§ TASK TO COMPLETE
Write out everything from the line containing "of the reflective" down to the line containing "Query: paved ground", including both of those lines, as a numbered list with any blank lines omitted.

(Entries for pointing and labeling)
● ● ● ● ● ● ●

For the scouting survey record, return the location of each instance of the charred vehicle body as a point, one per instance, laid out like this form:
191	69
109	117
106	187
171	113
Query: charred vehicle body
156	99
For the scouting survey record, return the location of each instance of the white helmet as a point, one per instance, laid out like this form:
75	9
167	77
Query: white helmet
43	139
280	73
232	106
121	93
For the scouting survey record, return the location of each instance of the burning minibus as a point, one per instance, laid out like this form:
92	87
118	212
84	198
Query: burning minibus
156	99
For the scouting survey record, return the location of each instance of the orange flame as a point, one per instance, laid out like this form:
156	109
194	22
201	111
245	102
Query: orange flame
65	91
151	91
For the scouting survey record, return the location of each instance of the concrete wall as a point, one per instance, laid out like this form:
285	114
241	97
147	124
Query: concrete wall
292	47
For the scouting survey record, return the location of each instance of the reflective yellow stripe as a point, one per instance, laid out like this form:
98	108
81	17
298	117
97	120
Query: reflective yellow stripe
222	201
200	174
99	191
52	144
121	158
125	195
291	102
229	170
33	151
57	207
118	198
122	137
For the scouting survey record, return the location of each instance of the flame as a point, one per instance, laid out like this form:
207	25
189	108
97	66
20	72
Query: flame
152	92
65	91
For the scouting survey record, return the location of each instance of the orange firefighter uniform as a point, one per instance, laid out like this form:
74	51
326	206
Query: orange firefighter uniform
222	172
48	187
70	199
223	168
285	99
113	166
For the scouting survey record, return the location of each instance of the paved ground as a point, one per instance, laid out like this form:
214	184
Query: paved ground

● ● ● ● ● ● ●

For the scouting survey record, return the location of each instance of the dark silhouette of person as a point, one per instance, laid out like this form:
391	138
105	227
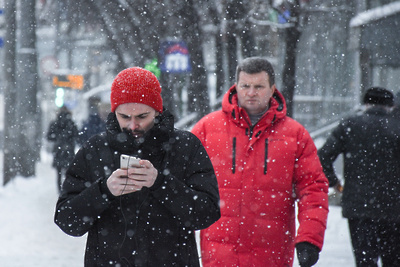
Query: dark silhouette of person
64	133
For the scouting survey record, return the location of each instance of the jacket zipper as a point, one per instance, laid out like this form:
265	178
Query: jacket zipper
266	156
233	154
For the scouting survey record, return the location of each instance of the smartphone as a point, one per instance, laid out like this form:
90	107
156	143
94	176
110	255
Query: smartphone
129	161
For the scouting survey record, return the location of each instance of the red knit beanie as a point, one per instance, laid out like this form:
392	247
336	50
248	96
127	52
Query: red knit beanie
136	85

● ● ● ● ● ● ●

§ ANSWER FOR THIS EXERCISE
1. For the scouting survey record, return the location of each instance of the reflective yellow stripe as a point, one per instance, laid out like this form:
2. 98	108
3. 81	17
4. 298	117
5. 97	120
6. Query: reflective yellow stripe
7. 222	201
8. 200	174
9. 99	191
10. 52	144
11. 121	158
12. 125	195
13. 291	102
14. 229	170
15. 33	151
16. 57	207
17. 118	198
18. 122	137
19. For the scouting survey record, return the location of each instance of the flame as a point, one per instance, laid out like this form:
20. 207	25
21. 189	108
22. 97	66
23. 20	72
24. Query: flame
25. 152	92
26. 65	91
27. For the scouting survey record, return the location of each instance of the orange firefighter uniform as a point, one per instance, laid out like this form:
28. 74	51
29. 326	206
30. Query: orange firefighter uniform
31. 222	172
32. 48	187
33. 70	199
34. 223	168
35. 285	99
36. 113	166
37. For the scouting survey record, return the location of each instance of the paved ground as a point, one per instance, laid out like this form:
38. 214	184
39. Query: paved ground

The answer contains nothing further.